How many lines of the data below contain the string "balcony", with case counting? Reply with the number alone.

------ TASK INPUT

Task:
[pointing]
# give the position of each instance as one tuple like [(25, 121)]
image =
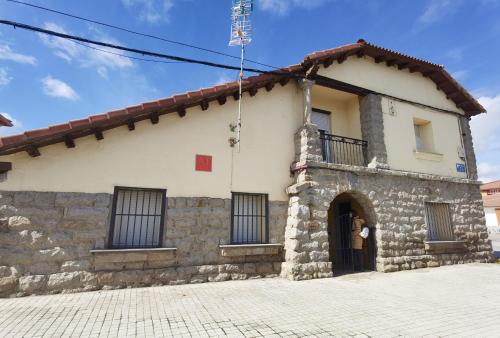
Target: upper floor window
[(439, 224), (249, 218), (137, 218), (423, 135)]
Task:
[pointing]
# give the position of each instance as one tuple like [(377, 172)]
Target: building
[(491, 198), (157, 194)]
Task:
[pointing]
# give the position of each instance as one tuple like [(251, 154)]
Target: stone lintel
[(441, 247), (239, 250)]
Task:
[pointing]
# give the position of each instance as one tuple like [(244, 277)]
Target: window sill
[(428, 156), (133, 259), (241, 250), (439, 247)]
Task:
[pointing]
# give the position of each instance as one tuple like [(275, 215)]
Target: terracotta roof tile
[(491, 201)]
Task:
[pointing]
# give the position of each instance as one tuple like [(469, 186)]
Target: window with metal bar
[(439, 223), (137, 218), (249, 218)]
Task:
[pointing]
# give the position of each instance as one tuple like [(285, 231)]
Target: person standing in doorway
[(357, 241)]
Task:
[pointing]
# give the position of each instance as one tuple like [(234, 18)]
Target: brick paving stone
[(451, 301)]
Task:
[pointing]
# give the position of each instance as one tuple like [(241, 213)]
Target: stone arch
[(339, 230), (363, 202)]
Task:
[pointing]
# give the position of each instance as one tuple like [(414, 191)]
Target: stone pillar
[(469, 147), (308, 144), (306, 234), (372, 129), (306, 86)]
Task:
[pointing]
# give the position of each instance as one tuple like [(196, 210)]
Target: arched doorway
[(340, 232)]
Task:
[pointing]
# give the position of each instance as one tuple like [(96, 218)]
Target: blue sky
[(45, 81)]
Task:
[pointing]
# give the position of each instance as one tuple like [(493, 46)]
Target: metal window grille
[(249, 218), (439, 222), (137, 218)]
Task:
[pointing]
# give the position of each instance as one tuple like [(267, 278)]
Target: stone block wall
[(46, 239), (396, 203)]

------------
------ TASK INPUT

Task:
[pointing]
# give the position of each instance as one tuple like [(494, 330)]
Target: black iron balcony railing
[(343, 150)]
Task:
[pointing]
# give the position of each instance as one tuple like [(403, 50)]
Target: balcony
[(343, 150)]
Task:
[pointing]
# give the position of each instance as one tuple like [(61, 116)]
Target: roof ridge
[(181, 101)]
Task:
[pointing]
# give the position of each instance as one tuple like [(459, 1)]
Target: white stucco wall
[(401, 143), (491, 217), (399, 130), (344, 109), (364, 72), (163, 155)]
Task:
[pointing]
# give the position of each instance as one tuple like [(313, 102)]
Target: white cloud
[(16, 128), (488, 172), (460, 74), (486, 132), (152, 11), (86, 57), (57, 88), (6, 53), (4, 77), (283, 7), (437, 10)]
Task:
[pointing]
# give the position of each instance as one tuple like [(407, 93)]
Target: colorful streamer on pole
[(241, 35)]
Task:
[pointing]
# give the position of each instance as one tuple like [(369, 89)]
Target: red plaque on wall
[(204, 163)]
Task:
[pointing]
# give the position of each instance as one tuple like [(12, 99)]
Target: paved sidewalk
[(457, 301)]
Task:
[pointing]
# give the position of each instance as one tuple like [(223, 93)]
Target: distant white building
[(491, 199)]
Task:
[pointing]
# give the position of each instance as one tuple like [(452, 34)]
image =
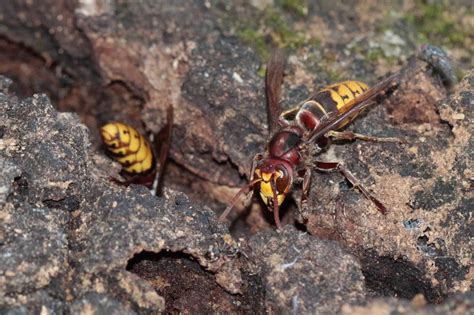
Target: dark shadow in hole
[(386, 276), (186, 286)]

------------
------ TASK INPUT

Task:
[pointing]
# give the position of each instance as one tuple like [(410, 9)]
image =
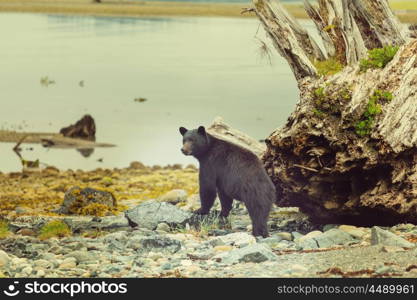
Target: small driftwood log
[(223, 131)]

------------

CORRECT RESPONSE → 2